## Document section
— begin —

As I said, the core elements of the game are very similar to the original – you have a left-click attack and a right-click skill which can also be an attack. As you advance in levels you gain more active slot areas to swap between, making it easier to access different ways to defeat enemies – which will be needed as you progress! You will learn which enemies are resistant to certain types of attacks and learn what works. As you progress your enemies will also advance – but this is done in the ‘right’ way, unlike Oblivion.
Of course, for many fans of the action-RPG genre, the single player mode is like a tutorial, while the multiplayer is what will keep them going for years. The original game is still actively played by many (as is Diablo 2 for that matter!), and Ascaron has delivered an excellent online experience that will keep folks playing for quite a while. There were some initial issues with the lobby system, ping and matchmaking, but the patches seem to have worked most of those out. Featuring up to 16 players, the online mode allows you to gather up with a bunch of people to complete quests – it is not on the scale of MMO’s, but it definitely delivers a fun time for a group of like-minded gamers.
I cannot stress enough just how much fun this game is – so long as you enter with your eyes open. This is not The Witcher – don’t be looking for writing or dialogue or a plot of epic scope. There is plenty of stuff to do, humor throughout, some interesting things to uncover, but mostly it is about taking on a huge amount of quests with nearly unlimited freedom as to how you approach them, and killing all sorts of enemies along the way. It is a blast, and I highly recommend it!

— end —

## Exercise instructions
Copy the game review above word for word, from start to finish.

## Listing
— begin —

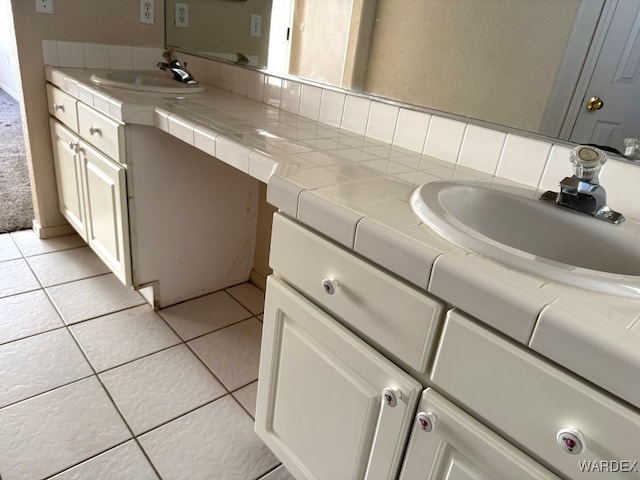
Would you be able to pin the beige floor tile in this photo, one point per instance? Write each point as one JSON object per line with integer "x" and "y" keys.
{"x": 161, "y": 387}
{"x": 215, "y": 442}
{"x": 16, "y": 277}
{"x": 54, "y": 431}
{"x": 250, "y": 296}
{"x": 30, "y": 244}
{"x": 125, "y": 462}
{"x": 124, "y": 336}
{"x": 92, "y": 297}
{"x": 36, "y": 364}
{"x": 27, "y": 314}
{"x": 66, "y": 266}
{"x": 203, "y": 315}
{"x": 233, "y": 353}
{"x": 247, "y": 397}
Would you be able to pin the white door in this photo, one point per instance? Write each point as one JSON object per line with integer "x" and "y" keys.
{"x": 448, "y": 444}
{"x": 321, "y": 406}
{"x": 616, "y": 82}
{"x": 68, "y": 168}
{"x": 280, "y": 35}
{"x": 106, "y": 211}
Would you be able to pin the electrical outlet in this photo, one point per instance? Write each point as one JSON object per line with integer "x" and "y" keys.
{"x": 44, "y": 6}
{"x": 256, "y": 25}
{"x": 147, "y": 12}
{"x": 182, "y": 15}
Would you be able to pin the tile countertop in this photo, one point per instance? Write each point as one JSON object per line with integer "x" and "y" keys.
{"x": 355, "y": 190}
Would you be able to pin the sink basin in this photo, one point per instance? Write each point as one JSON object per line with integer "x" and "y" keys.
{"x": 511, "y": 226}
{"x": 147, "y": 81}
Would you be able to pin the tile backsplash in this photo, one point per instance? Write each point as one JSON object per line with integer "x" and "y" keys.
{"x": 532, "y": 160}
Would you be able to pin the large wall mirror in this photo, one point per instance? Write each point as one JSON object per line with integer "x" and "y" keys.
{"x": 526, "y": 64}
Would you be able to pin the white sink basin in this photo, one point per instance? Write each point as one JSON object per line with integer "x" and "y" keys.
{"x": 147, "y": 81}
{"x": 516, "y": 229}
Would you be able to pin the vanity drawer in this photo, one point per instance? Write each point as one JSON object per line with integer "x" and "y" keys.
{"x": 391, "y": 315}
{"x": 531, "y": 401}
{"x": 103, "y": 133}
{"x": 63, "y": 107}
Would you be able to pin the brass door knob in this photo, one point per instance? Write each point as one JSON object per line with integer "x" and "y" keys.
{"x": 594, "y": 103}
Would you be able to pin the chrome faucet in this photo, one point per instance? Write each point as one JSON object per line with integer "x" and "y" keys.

— end —

## Exercise answer
As I said, the core elements of the game are very similar to the original – you have a left-click attack and a right-click skill which can also be an attack. As you advance in levels you gain more active slot areas to swap between, making it easier to access different ways to defeat enemies – which will be needed as you progress! You will learn which enemies are resistant to certain types of attacks and learn what works. As you progress your enemies will also advance – but this is done in the ‘right’ way, unlike Oblivion.
Of course, for many fans of the action-RPG genre, the single player mode is like a tutorial, while the multiplayer is what will keep them going for years. The original game is still actively played by many (as is Diablo 2 for that matter!), and Ascaron has delivered an excellent online experience that will keep folks playing for quite a while. There were some initial issues with the lobby system, ping and matchmaking, but the patches seem to have worked most of those out. Featuring up to 16 players, the online mode allows you to gather up with a bunch of people to complete quests – it is not on the scale of MMO’s, but it definitely delivers a fun time for a group of like-minded gamers.
I cannot stress enough just how much fun this game is – so long as you enter with your eyes open. This is not The Witcher – don’t be looking for writing or dialogue or a plot of epic scope. There is plenty of stuff to do, humor throughout, some interesting things to uncover, but mostly it is about taking on a huge amount of quests with nearly unlimited freedom as to how you approach them, and killing all sorts of enemies along the way. It is a blast, and I highly recommend it!